[Work to do]
Print, exactly and completely, every entry in the data.

[Recorded data]

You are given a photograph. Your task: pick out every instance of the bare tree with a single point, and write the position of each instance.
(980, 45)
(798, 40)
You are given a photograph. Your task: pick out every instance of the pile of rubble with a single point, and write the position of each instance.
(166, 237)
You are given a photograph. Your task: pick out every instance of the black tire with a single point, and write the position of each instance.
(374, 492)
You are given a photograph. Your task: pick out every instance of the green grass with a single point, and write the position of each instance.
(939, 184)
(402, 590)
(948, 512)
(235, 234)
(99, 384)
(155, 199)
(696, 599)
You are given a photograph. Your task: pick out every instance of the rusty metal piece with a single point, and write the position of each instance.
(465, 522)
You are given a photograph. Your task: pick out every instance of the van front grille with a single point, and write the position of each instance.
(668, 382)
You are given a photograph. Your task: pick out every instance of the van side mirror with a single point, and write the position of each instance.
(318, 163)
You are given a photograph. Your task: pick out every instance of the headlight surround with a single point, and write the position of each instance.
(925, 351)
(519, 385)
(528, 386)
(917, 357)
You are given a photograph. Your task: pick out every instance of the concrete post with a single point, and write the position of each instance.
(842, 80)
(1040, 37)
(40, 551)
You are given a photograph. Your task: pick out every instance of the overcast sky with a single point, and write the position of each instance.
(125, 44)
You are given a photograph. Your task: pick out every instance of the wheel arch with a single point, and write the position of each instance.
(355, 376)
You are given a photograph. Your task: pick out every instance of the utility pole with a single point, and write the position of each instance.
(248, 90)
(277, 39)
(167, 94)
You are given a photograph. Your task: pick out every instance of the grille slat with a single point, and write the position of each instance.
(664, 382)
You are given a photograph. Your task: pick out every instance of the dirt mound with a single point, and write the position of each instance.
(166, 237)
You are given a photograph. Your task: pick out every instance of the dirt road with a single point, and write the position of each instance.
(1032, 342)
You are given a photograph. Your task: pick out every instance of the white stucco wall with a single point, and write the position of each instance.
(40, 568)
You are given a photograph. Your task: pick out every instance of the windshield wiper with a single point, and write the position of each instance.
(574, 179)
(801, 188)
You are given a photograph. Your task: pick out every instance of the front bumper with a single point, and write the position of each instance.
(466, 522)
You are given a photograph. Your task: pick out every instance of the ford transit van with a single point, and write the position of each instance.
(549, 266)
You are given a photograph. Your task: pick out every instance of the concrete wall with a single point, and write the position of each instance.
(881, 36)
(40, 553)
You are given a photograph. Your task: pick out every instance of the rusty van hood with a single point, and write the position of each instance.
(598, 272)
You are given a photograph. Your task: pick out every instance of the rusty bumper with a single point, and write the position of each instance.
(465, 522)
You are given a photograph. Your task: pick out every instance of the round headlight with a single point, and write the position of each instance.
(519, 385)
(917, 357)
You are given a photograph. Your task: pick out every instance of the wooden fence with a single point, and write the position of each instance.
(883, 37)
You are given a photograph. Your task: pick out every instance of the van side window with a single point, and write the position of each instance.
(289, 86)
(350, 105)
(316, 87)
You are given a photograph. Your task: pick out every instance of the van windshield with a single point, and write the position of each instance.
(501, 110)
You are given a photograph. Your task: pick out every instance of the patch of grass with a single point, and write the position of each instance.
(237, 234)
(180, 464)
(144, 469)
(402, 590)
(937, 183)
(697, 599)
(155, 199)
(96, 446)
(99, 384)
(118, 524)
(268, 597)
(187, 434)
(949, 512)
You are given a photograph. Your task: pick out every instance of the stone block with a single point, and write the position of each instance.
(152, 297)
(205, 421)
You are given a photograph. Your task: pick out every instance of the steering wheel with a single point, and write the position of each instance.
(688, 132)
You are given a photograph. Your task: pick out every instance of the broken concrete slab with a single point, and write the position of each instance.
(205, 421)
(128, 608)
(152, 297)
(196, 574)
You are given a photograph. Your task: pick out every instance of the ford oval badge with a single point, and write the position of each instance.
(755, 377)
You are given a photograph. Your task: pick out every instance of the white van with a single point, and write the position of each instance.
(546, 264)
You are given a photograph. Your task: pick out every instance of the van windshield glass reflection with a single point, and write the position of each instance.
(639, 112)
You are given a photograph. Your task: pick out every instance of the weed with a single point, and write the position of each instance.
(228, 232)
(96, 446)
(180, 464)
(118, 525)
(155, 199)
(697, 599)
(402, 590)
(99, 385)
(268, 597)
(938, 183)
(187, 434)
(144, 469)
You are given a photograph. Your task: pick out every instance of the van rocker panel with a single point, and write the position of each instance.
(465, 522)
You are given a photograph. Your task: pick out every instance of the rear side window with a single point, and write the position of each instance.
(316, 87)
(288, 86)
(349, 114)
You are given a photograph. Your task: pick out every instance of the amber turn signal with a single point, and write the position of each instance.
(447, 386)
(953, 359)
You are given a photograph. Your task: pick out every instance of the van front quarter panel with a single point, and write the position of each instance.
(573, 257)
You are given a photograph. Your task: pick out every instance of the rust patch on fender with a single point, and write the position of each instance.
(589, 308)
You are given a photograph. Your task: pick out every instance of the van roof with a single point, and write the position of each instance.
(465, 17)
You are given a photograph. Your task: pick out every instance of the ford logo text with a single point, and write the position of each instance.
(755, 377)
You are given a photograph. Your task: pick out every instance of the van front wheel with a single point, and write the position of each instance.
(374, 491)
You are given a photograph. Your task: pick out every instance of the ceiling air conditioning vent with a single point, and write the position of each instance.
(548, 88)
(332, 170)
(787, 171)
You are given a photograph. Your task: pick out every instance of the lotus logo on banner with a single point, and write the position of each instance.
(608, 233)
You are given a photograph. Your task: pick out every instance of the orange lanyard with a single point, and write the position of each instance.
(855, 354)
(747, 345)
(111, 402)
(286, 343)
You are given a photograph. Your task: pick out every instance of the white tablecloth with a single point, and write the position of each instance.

[Final result]
You are given a photograph. Your task: pick out every instance of the bare tree with a single point, and write the position of each instance.
(980, 45)
(798, 40)
You are given a photograph. Your task: pick out every instance of the pile of rubble with a single point, and write the position of each instance.
(166, 237)
You are given a photograph. Your task: pick out every instance of the black tire with a single point, and write the position of each instance.
(374, 492)
You are given a photograph. Your task: pick out every instance of the green grass with a single point, and write the position of each instance.
(939, 184)
(402, 590)
(948, 512)
(235, 234)
(99, 384)
(155, 199)
(696, 599)
You are given a photograph. Your task: pick out every instance of the rusty metal piece with a single point, and write the position of each instance.
(465, 522)
You are given a photograph. Your task: pick out every instance of the van front grille with a single point, and write the position of each instance.
(668, 382)
You are given a photograph. Your task: pick out every instance of the van side mirror with a single point, and write the position of each instance.
(318, 163)
You are given a photograph. Your task: pick out every instance of the headlight surround with a single point, and write the position of each instance.
(925, 351)
(519, 385)
(528, 386)
(917, 357)
You are given a photograph. Your task: pick out every instance of the concrete post with a single point, and write the position of each instance.
(842, 80)
(1040, 37)
(40, 551)
You are given a photograph. Your task: pick out every instance of the overcast sky with a single point, and write the position of each instance.
(125, 44)
You are given a photograph. Your task: pick out every instance of the wheel arch with a single point, and write the position of each instance.
(355, 376)
You are given a photograph. Your task: pick out every instance of the utility pole with a single point, and write the position of each instance.
(248, 90)
(277, 39)
(167, 94)
You are given a photograph. Your task: pick out every instance of the grille slat with a single point, and write the position of each instance.
(664, 382)
You are given a photograph. Your task: pick out every instance of the dirt mound with a single point, and write the position of each instance.
(166, 237)
You are given a photograph. Your task: pick out every instance of the dirt road with a single point, and write the position of each instance.
(1032, 342)
You are given a photograph. Your task: pick out every instance of the white stucco wall with a single point, and write the position of each instance.
(40, 568)
You are given a photograph. Your task: pick out every instance of the windshield wiper with a single point, and write the position of each instance.
(574, 179)
(801, 188)
You are given a photograph. Your task: pick out every instance of the front bumper with a single point, and write the position of each instance.
(466, 522)
You are given a photograph. Your task: pick out every instance of the ford transit van with a single point, and write the position of each instance.
(549, 266)
You are given a photograph. Your task: pick out every instance of the concrete wall with a single point, and write the position of each instance.
(881, 36)
(40, 553)
You are given a photograph. Your task: pick out every instance of the rusty van hood with a single point, and write the position of each instance.
(598, 272)
You are given a photograph. Your task: pick out every instance of the rusty bumper with a single point, and write the position of each instance.
(465, 522)
You are given a photograph. Your task: pick out every instance of the round headlight with a single point, and write the position of each instance.
(519, 385)
(917, 357)
You are given a photograph. Your task: pick out every instance of the wooden fence with a single point, and write the position of each instance.
(883, 37)
You are given a photograph. Your task: pick out every instance of the van side window with a single point, and write the position of each instance.
(289, 86)
(350, 105)
(316, 87)
You are given a photograph. Your task: pick out every instance of the van windshield with a single point, and write the position of each instance.
(501, 110)
You are given a photograph. Your task: pick out every instance of the patch of grass with a single point, and write the position of each instance.
(237, 234)
(180, 464)
(144, 469)
(402, 590)
(937, 183)
(697, 599)
(155, 199)
(96, 446)
(99, 384)
(118, 524)
(268, 597)
(187, 434)
(949, 512)
You are given a photograph. Your task: pick out every instance of the stone block with a single point, and write the position of each instance.
(152, 297)
(205, 421)
You are given a photograph. Your task: pick out every instance of the steering wheel with a single point, and write the position of each instance.
(688, 132)
You are given a photograph. Your task: pick out every instance of the broken concrete slab with a single point, and write the position of each instance.
(205, 421)
(128, 608)
(152, 297)
(196, 574)
You are given a photograph. Your task: pick out every instance of the ford oval badge with a single point, and write the position of each instance.
(755, 377)
You are given a photograph. Your task: pick out every instance of the white van with a single point, and write the position of each instance.
(546, 264)
You are given a photograph. Your task: pick out every instance of the van windshield glass reflection with a single point, and write the position of each instance.
(639, 112)
You are given a photograph. Your task: pick out every instance of the weed with a single point, and write the position of each instance.
(228, 232)
(96, 446)
(180, 464)
(118, 525)
(155, 199)
(697, 599)
(402, 590)
(99, 385)
(268, 597)
(938, 183)
(187, 434)
(144, 469)
You are given a photograph. Your task: pick out every instance of the van rocker panel with a single point, and write the position of each instance.
(465, 522)
You are given a photograph. Your task: pick out every instance of the rear side window with a single point, and write the position of each instance.
(316, 87)
(288, 86)
(349, 114)
You are given a photograph. Your task: pick out every instance of the amber turn signal with a single point, and write the position of each instance.
(447, 386)
(953, 359)
You are given a photograph. Your task: pick out every instance of the van front quarter panel with a single point, and write the position of each instance.
(573, 257)
You are given a photograph. Your task: pick out every instance of the rust patch on fender with a single point, and write the position of each instance.
(589, 308)
You are given a photograph. Your task: pick out every instance of the van roof with a single point, and write the position of each instance.
(465, 17)
You are given a photograph. Your task: pick out every instance of the ford logo text with a single point, and write the position of each instance.
(755, 377)
You are given a photograph. Your task: pick out every instance of the van front wheel with a single point, and write the position of each instance.
(374, 491)
You are given a photograph. Your task: pick out every instance of the ceiling air conditioning vent with a single point, and write the position of each instance.
(548, 88)
(332, 170)
(787, 171)
You are given a photograph. Your task: pick out every instance of the lotus logo on banner with a single point, and write the position of each instance.
(608, 233)
You are given a photograph. Your task: pick out every instance of the orange lanyard with a single point, and write the position of each instance.
(855, 354)
(747, 345)
(111, 402)
(286, 343)
You are given a photograph. Your task: pick out every instance of the white tablecloth with a single point, and write the position of each instance.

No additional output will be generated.